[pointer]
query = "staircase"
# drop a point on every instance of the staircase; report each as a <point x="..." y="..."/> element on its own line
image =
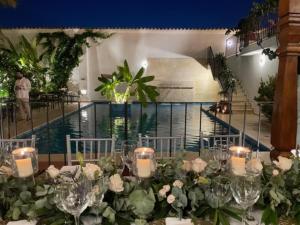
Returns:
<point x="239" y="99"/>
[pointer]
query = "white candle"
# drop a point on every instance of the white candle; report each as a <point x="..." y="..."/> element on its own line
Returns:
<point x="238" y="159"/>
<point x="238" y="165"/>
<point x="144" y="168"/>
<point x="24" y="167"/>
<point x="23" y="162"/>
<point x="144" y="162"/>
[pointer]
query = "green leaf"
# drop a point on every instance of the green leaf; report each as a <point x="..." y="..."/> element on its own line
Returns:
<point x="16" y="213"/>
<point x="269" y="217"/>
<point x="41" y="203"/>
<point x="25" y="196"/>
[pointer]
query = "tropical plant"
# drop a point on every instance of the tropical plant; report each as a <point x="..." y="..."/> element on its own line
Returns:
<point x="10" y="3"/>
<point x="62" y="54"/>
<point x="23" y="56"/>
<point x="123" y="85"/>
<point x="225" y="76"/>
<point x="266" y="92"/>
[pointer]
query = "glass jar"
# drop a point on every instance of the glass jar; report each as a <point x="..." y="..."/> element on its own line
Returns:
<point x="24" y="162"/>
<point x="239" y="157"/>
<point x="144" y="164"/>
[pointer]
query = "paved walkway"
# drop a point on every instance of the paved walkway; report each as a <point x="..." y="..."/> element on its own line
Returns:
<point x="251" y="126"/>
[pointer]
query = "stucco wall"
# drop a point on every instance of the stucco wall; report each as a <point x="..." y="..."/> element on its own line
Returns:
<point x="165" y="51"/>
<point x="251" y="67"/>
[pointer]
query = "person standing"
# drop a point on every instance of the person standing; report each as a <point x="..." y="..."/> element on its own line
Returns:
<point x="22" y="89"/>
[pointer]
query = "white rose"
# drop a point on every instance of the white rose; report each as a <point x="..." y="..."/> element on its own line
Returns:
<point x="167" y="188"/>
<point x="162" y="193"/>
<point x="116" y="183"/>
<point x="295" y="152"/>
<point x="275" y="172"/>
<point x="283" y="163"/>
<point x="186" y="166"/>
<point x="198" y="165"/>
<point x="178" y="183"/>
<point x="6" y="170"/>
<point x="52" y="171"/>
<point x="92" y="171"/>
<point x="255" y="165"/>
<point x="171" y="199"/>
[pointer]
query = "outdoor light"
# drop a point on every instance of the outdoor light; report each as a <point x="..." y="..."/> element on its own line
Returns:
<point x="83" y="91"/>
<point x="229" y="43"/>
<point x="262" y="60"/>
<point x="84" y="114"/>
<point x="144" y="64"/>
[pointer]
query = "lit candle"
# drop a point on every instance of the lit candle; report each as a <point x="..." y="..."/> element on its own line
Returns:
<point x="24" y="167"/>
<point x="238" y="159"/>
<point x="144" y="162"/>
<point x="23" y="162"/>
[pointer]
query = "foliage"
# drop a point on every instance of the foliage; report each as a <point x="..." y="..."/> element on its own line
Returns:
<point x="10" y="3"/>
<point x="62" y="54"/>
<point x="281" y="194"/>
<point x="266" y="93"/>
<point x="123" y="85"/>
<point x="258" y="12"/>
<point x="225" y="76"/>
<point x="142" y="202"/>
<point x="23" y="56"/>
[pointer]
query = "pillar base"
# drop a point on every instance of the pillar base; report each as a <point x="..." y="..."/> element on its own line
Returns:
<point x="275" y="153"/>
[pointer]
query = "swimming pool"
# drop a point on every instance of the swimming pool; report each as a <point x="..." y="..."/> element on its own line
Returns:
<point x="101" y="120"/>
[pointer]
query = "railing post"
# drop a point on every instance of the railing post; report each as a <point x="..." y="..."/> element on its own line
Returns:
<point x="1" y="122"/>
<point x="79" y="117"/>
<point x="185" y="119"/>
<point x="126" y="121"/>
<point x="48" y="130"/>
<point x="110" y="117"/>
<point x="141" y="118"/>
<point x="8" y="120"/>
<point x="156" y="117"/>
<point x="95" y="119"/>
<point x="171" y="127"/>
<point x="200" y="127"/>
<point x="244" y="124"/>
<point x="258" y="132"/>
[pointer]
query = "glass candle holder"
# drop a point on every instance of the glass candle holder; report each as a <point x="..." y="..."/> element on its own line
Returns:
<point x="24" y="162"/>
<point x="144" y="164"/>
<point x="239" y="156"/>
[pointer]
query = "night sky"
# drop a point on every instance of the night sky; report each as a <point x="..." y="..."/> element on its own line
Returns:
<point x="125" y="14"/>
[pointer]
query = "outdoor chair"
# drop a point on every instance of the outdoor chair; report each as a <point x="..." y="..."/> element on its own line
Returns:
<point x="92" y="149"/>
<point x="18" y="143"/>
<point x="165" y="147"/>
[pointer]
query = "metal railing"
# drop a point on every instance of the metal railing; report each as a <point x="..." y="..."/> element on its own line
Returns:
<point x="258" y="35"/>
<point x="49" y="111"/>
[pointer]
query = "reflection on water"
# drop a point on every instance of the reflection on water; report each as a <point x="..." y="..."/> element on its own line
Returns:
<point x="95" y="121"/>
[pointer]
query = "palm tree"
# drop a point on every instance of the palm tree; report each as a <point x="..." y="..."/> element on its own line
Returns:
<point x="10" y="3"/>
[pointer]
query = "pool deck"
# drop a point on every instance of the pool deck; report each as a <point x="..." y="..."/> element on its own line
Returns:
<point x="39" y="118"/>
<point x="251" y="125"/>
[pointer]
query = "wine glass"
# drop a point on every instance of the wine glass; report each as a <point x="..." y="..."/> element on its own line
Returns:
<point x="246" y="191"/>
<point x="126" y="157"/>
<point x="75" y="197"/>
<point x="222" y="155"/>
<point x="219" y="193"/>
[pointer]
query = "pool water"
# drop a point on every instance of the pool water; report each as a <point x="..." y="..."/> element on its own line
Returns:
<point x="101" y="120"/>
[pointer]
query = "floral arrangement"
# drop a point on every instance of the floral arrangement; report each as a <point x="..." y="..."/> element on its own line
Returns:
<point x="178" y="189"/>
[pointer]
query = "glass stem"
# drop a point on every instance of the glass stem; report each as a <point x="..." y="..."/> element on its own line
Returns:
<point x="77" y="221"/>
<point x="244" y="217"/>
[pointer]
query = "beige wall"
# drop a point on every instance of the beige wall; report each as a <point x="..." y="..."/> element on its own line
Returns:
<point x="194" y="80"/>
<point x="169" y="53"/>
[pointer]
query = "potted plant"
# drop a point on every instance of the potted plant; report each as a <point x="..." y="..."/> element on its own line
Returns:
<point x="122" y="86"/>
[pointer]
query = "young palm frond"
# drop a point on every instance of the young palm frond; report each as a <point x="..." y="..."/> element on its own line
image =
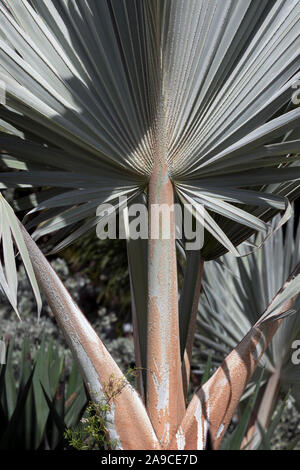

* * *

→ Task directions
Going through the listing above line by line, tally those containing "potted" and state only the total.

→ Response to the task
2